**Exercise:** Once you find the line containing "just need the box coords for the man's hand, thx", please retype it and every line after it to the end of the entries, exactly and with nothing added.

**Given data:**
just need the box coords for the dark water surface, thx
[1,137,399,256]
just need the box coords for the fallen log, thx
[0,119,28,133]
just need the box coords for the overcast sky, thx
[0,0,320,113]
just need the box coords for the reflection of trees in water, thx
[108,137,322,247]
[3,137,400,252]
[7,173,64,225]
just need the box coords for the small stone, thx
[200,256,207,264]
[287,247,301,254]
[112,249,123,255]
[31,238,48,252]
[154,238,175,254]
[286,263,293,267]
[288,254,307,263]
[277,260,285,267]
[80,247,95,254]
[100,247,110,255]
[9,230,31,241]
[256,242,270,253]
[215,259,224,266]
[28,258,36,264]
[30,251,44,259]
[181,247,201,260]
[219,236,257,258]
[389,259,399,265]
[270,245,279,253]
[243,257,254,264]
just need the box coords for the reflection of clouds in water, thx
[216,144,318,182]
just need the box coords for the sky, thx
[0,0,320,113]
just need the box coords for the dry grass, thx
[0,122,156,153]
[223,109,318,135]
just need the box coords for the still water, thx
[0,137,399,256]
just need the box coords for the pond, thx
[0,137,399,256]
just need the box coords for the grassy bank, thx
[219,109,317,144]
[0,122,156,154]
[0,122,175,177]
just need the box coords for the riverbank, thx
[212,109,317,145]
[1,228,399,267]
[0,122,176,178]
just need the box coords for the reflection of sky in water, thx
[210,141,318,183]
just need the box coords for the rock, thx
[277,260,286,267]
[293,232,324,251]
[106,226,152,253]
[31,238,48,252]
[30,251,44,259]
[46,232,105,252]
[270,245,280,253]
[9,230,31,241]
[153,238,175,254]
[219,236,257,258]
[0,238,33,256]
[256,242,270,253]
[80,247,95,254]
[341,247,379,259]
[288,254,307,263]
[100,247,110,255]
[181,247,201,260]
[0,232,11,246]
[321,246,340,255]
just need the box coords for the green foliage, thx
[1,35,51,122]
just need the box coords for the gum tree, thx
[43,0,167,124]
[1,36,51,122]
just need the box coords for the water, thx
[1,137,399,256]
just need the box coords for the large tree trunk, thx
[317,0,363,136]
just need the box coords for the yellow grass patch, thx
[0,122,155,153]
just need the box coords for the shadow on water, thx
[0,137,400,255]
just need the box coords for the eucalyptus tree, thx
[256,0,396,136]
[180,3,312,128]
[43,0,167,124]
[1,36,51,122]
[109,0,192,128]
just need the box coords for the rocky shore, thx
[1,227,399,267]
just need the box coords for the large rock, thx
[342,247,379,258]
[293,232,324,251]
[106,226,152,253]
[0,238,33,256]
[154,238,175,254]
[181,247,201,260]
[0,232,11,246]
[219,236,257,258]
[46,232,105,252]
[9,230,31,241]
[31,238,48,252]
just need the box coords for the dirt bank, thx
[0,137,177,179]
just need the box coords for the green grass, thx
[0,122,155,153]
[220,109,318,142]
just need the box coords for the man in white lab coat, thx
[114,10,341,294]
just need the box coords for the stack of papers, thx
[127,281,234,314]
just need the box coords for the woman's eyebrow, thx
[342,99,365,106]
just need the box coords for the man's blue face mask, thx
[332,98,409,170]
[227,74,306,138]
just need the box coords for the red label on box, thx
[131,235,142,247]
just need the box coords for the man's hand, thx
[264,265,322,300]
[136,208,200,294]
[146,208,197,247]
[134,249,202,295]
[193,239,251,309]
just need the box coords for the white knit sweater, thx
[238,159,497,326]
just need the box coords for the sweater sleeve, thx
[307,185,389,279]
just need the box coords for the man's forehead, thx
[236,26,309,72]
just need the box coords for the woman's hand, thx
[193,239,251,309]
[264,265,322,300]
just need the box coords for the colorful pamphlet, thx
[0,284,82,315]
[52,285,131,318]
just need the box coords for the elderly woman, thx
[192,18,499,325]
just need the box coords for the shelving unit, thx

**Solution below:**
just need the box coords for the man's hand, thx
[264,265,322,300]
[136,208,200,294]
[146,208,197,247]
[134,249,202,295]
[193,239,251,309]
just need the box coords for the white knit sweater, thx
[238,159,497,326]
just need the box coords for the sweater sleeve, thx
[307,185,389,279]
just need the box coords for the man's forehead, thx
[236,26,309,72]
just need the box coords for the woman's hand, thx
[193,239,251,309]
[264,265,322,300]
just need the box coords for the colorful pamphlet, thx
[0,284,82,315]
[52,285,131,318]
just need the box coords for the elderly woman, thx
[192,18,499,325]
just need the box coords for the shelving unit, thx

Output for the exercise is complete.